# Task description
Give the lines again, unchanged, starting with the line containing "the gray shingle" and ending with the last line of the data below.

# Saved entries
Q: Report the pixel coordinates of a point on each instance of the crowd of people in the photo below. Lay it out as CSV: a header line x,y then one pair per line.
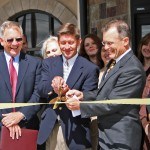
x,y
88,69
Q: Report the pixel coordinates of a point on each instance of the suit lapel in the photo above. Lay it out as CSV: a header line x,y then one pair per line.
x,y
75,73
23,65
5,73
57,67
119,64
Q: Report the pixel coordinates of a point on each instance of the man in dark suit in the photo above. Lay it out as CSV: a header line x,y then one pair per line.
x,y
77,73
119,125
27,72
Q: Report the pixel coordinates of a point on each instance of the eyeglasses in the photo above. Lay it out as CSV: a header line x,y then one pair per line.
x,y
19,39
107,43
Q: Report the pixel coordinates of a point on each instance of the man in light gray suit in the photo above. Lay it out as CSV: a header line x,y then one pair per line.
x,y
119,125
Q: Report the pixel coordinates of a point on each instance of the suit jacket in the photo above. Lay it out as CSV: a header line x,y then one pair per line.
x,y
84,77
119,125
29,75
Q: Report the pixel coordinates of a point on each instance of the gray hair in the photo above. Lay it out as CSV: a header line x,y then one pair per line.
x,y
9,24
121,26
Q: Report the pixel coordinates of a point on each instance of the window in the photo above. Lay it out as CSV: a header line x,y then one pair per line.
x,y
37,26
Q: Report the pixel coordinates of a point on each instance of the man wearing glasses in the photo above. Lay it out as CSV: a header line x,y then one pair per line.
x,y
19,74
119,125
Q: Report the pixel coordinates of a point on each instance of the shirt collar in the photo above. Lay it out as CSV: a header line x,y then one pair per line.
x,y
123,55
71,60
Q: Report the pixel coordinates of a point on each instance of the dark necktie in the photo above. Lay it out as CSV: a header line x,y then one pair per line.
x,y
109,67
13,79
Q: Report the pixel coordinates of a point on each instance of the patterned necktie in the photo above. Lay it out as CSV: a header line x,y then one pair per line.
x,y
13,79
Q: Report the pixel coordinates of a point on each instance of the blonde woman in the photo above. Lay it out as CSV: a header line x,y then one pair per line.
x,y
50,47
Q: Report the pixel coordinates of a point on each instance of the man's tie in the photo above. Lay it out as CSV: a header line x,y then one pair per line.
x,y
13,79
109,66
67,64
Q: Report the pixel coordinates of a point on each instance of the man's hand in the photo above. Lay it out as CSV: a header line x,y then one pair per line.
x,y
71,93
73,98
73,104
12,118
57,83
15,131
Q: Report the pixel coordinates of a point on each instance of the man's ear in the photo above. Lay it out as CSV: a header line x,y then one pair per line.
x,y
1,41
126,41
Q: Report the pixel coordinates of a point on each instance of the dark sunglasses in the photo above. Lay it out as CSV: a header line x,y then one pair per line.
x,y
12,39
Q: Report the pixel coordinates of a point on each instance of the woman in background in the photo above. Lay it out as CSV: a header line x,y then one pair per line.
x,y
50,47
90,48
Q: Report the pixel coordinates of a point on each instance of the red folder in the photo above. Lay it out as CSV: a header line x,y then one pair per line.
x,y
27,141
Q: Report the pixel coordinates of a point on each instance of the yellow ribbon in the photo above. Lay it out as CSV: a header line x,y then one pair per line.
x,y
132,101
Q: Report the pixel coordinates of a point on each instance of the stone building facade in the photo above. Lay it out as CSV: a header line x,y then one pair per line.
x,y
100,11
63,10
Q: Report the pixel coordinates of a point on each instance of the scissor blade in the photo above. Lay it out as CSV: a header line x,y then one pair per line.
x,y
54,100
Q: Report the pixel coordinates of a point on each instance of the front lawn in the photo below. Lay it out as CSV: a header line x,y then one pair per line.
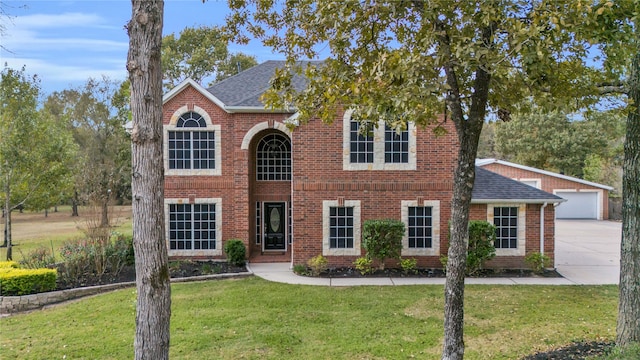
x,y
255,319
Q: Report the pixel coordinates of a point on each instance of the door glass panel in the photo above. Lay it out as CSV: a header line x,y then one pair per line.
x,y
274,220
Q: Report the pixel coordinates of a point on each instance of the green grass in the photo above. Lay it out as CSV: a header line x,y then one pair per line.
x,y
50,237
256,319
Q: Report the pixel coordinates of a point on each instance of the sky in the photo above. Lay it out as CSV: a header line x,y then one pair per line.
x,y
67,42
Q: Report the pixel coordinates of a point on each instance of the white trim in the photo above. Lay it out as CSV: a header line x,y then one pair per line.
x,y
210,127
520,250
246,140
326,249
218,250
483,162
378,148
434,250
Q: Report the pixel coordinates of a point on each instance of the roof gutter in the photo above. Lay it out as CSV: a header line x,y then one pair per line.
x,y
542,229
517,201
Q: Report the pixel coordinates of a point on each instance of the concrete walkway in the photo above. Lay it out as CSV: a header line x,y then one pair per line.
x,y
587,253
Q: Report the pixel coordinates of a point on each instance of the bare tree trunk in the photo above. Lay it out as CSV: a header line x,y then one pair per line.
x,y
74,204
152,271
628,327
104,219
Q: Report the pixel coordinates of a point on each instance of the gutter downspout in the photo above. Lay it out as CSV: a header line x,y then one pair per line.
x,y
542,228
291,204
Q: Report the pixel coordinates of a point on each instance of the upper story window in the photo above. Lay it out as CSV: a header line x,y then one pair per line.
x,y
361,145
396,146
192,144
273,158
381,148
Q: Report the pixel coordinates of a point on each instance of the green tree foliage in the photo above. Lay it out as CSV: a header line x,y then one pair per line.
x,y
408,60
550,141
35,151
96,114
199,53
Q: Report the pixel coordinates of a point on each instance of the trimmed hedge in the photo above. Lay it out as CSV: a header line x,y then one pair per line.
x,y
26,281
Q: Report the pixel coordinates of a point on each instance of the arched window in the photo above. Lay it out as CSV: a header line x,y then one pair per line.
x,y
191,147
273,158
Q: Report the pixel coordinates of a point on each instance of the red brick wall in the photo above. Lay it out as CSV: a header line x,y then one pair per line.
x,y
549,183
318,175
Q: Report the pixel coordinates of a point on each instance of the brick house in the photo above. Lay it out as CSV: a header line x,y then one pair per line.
x,y
585,199
235,170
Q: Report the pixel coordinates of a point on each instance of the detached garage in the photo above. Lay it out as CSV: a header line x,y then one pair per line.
x,y
585,199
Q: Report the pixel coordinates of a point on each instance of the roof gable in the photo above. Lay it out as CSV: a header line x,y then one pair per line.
x,y
490,187
483,162
243,90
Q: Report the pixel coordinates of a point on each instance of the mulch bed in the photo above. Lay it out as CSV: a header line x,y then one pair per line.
x,y
177,269
433,273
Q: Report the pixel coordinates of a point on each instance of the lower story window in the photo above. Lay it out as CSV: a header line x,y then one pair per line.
x,y
420,227
505,219
193,228
341,227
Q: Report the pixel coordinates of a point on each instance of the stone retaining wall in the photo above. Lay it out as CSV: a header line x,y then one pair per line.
x,y
15,304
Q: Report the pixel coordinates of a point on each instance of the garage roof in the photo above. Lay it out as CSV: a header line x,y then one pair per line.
x,y
490,187
483,162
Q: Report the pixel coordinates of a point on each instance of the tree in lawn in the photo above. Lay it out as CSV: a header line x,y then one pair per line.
x,y
104,162
410,61
153,310
614,27
550,141
199,53
35,152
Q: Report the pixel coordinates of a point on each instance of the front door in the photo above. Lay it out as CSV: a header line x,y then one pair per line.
x,y
274,226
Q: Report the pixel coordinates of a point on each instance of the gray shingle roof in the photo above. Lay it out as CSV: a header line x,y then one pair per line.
x,y
491,187
245,88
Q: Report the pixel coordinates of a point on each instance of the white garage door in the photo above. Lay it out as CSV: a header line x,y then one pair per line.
x,y
579,205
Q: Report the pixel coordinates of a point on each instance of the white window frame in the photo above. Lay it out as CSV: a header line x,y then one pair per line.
x,y
434,250
357,232
210,127
378,148
208,252
522,231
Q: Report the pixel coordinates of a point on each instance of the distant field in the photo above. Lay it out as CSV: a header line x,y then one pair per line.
x,y
31,230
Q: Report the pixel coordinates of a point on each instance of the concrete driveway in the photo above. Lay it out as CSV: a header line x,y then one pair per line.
x,y
588,251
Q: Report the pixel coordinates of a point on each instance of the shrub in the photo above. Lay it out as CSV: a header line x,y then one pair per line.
x,y
363,264
94,256
235,251
318,264
382,239
300,269
409,265
8,264
26,281
38,258
482,236
538,262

# Answer
Q: Report the pixel coordinates of a point on each instance of the gray shingle roof in the photo above. Lay it out as CSV: a header line x,y then one pair per line.
x,y
491,187
245,88
Q: Report the pixel coordinates of a point on each instance of the white garage door in the photo above. Lay it out as CSV: a header line x,y then one pair per line.
x,y
579,205
Q: Report the pixel coordinates of a point on each instance of the white window frame in the photo above. Lay it out as CSV: a header line x,y then one pair per line.
x,y
434,250
357,232
210,127
378,148
208,252
522,231
Q: Report the pixel coordinates of a point on each instance of the distant field in the photo above. Lay it out as CSV: a header line x,y then one pair per line.
x,y
31,230
Q: Report the pixel coordinates of a point on each instance of the concrete driveway in the photo above. Lay it out as CSV: a header line x,y then one pair per line.
x,y
588,251
Q: Report the pixel coordinates of a point on each instance of the shrub in the photo above. Lay it out as CSV: a header line x,y then one pair per line.
x,y
363,264
94,256
235,251
318,264
382,239
300,269
409,265
8,264
26,281
38,258
482,236
538,262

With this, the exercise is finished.